Exercise details
Output the entries that follow, word for word.

Saved entries:
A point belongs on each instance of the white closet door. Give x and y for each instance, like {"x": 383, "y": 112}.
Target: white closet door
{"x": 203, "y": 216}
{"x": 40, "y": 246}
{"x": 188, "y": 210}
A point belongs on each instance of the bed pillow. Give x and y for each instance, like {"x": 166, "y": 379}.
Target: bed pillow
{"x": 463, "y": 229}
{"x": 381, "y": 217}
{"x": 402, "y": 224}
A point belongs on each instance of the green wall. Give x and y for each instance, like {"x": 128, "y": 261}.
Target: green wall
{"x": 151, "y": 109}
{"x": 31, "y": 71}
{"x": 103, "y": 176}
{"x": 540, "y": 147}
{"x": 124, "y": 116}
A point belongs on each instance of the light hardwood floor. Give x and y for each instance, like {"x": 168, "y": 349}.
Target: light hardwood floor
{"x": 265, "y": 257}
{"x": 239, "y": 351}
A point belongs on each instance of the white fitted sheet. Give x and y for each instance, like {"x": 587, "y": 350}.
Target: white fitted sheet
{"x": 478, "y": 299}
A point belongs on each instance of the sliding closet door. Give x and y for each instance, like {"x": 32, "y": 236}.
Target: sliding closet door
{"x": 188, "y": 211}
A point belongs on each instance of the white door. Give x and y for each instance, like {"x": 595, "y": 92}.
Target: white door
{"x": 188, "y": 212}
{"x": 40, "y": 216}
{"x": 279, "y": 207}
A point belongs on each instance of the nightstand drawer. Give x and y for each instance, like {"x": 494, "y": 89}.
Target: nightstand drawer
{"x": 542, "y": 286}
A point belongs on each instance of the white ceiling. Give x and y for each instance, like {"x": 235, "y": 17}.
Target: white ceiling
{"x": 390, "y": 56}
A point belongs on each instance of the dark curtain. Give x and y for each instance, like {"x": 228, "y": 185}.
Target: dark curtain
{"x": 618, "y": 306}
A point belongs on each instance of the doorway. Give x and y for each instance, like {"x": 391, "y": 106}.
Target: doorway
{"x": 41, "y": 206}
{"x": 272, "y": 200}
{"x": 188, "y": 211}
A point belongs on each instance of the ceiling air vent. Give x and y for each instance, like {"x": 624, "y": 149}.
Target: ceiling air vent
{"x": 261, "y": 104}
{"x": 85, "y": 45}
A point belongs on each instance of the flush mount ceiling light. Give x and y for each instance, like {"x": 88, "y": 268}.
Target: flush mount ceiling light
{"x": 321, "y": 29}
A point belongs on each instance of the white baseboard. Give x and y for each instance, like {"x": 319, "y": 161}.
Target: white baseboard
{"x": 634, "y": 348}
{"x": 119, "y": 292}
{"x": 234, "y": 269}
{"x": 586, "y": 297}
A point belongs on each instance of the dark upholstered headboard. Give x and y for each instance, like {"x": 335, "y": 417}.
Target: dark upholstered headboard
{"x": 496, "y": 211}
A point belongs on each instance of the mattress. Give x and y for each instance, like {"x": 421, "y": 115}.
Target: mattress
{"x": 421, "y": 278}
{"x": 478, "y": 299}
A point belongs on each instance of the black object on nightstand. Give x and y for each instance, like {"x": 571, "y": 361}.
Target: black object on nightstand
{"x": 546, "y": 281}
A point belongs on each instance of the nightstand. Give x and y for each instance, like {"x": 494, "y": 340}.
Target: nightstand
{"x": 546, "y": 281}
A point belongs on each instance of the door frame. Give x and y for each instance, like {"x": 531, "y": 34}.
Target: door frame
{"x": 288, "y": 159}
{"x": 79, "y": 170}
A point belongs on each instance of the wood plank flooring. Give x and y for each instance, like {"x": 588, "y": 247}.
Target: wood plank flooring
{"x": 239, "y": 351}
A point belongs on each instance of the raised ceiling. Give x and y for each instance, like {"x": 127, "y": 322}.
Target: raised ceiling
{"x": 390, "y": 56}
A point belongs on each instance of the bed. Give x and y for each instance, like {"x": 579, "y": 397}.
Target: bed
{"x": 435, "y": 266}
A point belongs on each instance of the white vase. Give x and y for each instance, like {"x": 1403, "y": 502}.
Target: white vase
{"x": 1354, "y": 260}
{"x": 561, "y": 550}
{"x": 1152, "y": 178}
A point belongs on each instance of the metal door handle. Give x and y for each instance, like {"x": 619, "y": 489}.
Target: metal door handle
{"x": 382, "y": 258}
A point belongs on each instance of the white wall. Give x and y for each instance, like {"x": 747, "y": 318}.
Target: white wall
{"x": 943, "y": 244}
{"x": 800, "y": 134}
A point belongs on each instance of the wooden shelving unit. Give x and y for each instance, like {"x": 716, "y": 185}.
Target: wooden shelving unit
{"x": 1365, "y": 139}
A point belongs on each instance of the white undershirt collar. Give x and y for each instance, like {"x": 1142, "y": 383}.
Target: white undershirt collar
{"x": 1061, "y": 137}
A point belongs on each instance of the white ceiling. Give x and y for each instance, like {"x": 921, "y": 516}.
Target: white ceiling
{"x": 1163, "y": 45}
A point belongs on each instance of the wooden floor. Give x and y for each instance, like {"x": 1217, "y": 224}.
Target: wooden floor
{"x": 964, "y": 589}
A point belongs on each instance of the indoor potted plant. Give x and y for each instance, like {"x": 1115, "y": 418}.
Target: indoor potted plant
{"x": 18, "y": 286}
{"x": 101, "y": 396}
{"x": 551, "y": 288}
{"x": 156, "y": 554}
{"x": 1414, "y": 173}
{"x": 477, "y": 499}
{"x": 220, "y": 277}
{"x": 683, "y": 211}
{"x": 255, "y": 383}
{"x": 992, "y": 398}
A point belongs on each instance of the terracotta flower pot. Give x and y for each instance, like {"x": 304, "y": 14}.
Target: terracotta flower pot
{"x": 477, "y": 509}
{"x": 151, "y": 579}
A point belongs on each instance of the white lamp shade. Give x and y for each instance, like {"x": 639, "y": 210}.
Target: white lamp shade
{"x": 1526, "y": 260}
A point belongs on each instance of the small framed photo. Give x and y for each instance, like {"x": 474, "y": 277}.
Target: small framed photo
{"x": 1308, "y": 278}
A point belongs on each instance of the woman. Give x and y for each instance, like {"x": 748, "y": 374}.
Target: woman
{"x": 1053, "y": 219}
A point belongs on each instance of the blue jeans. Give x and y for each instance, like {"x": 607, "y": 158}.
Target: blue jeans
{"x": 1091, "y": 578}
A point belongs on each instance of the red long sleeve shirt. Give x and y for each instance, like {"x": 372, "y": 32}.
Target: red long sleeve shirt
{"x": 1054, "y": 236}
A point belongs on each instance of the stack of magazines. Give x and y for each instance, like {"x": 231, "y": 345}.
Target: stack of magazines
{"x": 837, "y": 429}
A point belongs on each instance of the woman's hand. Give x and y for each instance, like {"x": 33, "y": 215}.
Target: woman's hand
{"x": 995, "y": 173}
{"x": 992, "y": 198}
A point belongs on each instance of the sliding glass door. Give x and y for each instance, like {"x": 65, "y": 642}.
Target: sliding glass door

Answer
A point belongs on each instance of the white closet door. Give x and y for each instance, like {"x": 383, "y": 112}.
Target: white closet door
{"x": 203, "y": 216}
{"x": 40, "y": 246}
{"x": 188, "y": 210}
A point belongs on each instance of the bed pillow. Give x and y for each instance, like {"x": 166, "y": 379}.
Target: bed pillow
{"x": 463, "y": 229}
{"x": 381, "y": 217}
{"x": 402, "y": 224}
A point belongs on each instance of the green wall. Give x and y for each instance, like {"x": 128, "y": 261}.
Target: green wall
{"x": 151, "y": 109}
{"x": 31, "y": 71}
{"x": 103, "y": 176}
{"x": 540, "y": 147}
{"x": 124, "y": 116}
A point belongs on each instance of the light hardwood floor. Give x and y for each instance, like {"x": 168, "y": 349}.
Target: light hardwood floor
{"x": 265, "y": 257}
{"x": 239, "y": 351}
A point belongs on each instance of the white fitted sheet. Give x and y for each instance, like {"x": 587, "y": 350}.
Target: white fitted sheet
{"x": 478, "y": 299}
A point belongs on each instance of the sliding closet door. Give x and y for each instance, like {"x": 32, "y": 236}.
Target: sliding closet door
{"x": 188, "y": 211}
A point belongs on each instance of the white door. Give x and y for each instance, like {"x": 595, "y": 92}.
Target: white door
{"x": 188, "y": 212}
{"x": 40, "y": 216}
{"x": 279, "y": 207}
A point belongs on each instance of the nightstand drawer. Give x and y for each instance, like {"x": 494, "y": 89}.
Target: nightstand drawer
{"x": 542, "y": 286}
A point belongs on each instance of the white ceiling. Give x and y for each instance, like {"x": 235, "y": 17}.
Target: white ceiling
{"x": 390, "y": 56}
A point belongs on each instance of the dark curtain. Give x and y for each instance, like {"x": 228, "y": 185}.
Target: dark curtain
{"x": 618, "y": 306}
A point belongs on each instance of the doorway. Give x and y for each instance, like {"x": 391, "y": 106}.
Target: doorway
{"x": 41, "y": 206}
{"x": 272, "y": 200}
{"x": 188, "y": 211}
A point belongs on each instance of the ceiling air vent. Give x and y for each instance, like {"x": 624, "y": 149}.
Target: ceiling air vent
{"x": 261, "y": 104}
{"x": 85, "y": 45}
A point belongs on each instance of the flush mount ceiling light. Give x and y for each instance, like {"x": 88, "y": 268}.
Target: flush mount ceiling light
{"x": 321, "y": 29}
A point belongs on each instance of the white baseboard. Give x and y for each instance, like {"x": 319, "y": 161}.
Target: white baseboard
{"x": 634, "y": 348}
{"x": 119, "y": 292}
{"x": 234, "y": 269}
{"x": 586, "y": 297}
A point belongs on each instance of the dark upholstered headboard. Give x and y for each instance, like {"x": 335, "y": 417}.
Target: dark upholstered headboard
{"x": 496, "y": 211}
A point belongs on each instance of the mattress. Give x and y for each instance, like {"x": 421, "y": 115}.
Target: mattress
{"x": 421, "y": 278}
{"x": 478, "y": 299}
A point belongs on each instance of the black object on nightstand. Give x and y for each instance, like {"x": 571, "y": 361}.
Target: black object on nightstand
{"x": 546, "y": 281}
A point belongs on each instance of the nightstand. Give x and y for each instance, like {"x": 494, "y": 340}.
Target: nightstand
{"x": 546, "y": 281}
A point belongs on each instance of the door frame. Give x and y for each instance, like {"x": 531, "y": 34}.
Target: door frame
{"x": 288, "y": 159}
{"x": 79, "y": 170}
A point belongs on each instance of the wood plank flooring. Give x and y for each instance, like {"x": 588, "y": 247}.
Target: wood plank flooring
{"x": 239, "y": 351}
A point belongs on each instance of the raised ceiling. Give x and y for each instance, like {"x": 127, "y": 322}.
Target: raised ceiling
{"x": 390, "y": 56}
A point belongs on each instance of the bed. Give x and y for each instance, like {"x": 579, "y": 397}.
Target: bed
{"x": 435, "y": 266}
A point belongs on each instance of the white vase. Give x and y for each instance, like {"x": 1403, "y": 502}.
Target: white vase
{"x": 1354, "y": 260}
{"x": 561, "y": 550}
{"x": 1152, "y": 178}
A point belongs on each instance of the metal door handle. Give x and y for each instance, like {"x": 619, "y": 489}.
Target: metal door handle
{"x": 382, "y": 258}
A point belongs on each instance of the white wall. Give x and y for each instance, like {"x": 747, "y": 318}.
Target: white wall
{"x": 943, "y": 244}
{"x": 800, "y": 134}
A point belongs on each instance of the wooden shelving unit. Give x and y for each instance, like {"x": 716, "y": 185}.
Target: wooden shelving unit
{"x": 1365, "y": 139}
A point belongs on each instance of the white undershirt collar. Give x and y for each instance, like {"x": 1142, "y": 383}.
Target: white undershirt collar
{"x": 1061, "y": 137}
A point belongs on each instance of the white ceiling. Give x and y for each instance, like {"x": 921, "y": 516}.
Target: white ceiling
{"x": 1163, "y": 45}
A point belongs on each instance of the wooden floor. Give x and y for each instance, like {"x": 1217, "y": 224}.
Target: wooden floor
{"x": 964, "y": 589}
A point belongs on each instance of the indoor potted plant. Give x and y for each instance, like {"x": 1115, "y": 418}.
Target: indoor potted plant
{"x": 18, "y": 286}
{"x": 101, "y": 396}
{"x": 551, "y": 288}
{"x": 156, "y": 554}
{"x": 1414, "y": 173}
{"x": 477, "y": 499}
{"x": 220, "y": 277}
{"x": 683, "y": 211}
{"x": 255, "y": 383}
{"x": 992, "y": 398}
A point belongs on each instance of the terracotta flower pot. Give x and y for each instance, like {"x": 304, "y": 14}.
Target: terracotta flower pot
{"x": 477, "y": 509}
{"x": 151, "y": 579}
A point belongs on each instance of the white lamp shade. Give x and y for each instance, like {"x": 639, "y": 210}.
Target: white lamp shade
{"x": 1526, "y": 260}
A point belongs on each instance of the small framed photo. Give x and y for each instance, like {"x": 474, "y": 277}.
Target: small framed photo
{"x": 1308, "y": 278}
A point belongs on each instance of the woman. Give x and y for each instance, like {"x": 748, "y": 374}.
Target: woman
{"x": 1053, "y": 219}
A point belongs on each instance of the blue jeans. Give x and y for each instance, like {"x": 607, "y": 158}.
Target: blue jeans
{"x": 1091, "y": 578}
A point belongs on each instance of the red long sleeve shirt. Give x and y for each instance, like {"x": 372, "y": 32}.
Target: red long sleeve shirt
{"x": 1054, "y": 236}
A point belongs on each instance of the stack of magazines. Give x and y for each instance, like {"x": 231, "y": 345}.
Target: stack of magazines
{"x": 837, "y": 429}
A point belongs on each instance of the woman's hand. Give x and y for each instance, like {"x": 33, "y": 215}.
Target: woman's hand
{"x": 995, "y": 173}
{"x": 992, "y": 198}
A point belongs on each instance of the sliding glass door. Give x and y for each instance, like {"x": 65, "y": 642}.
Target: sliding glass door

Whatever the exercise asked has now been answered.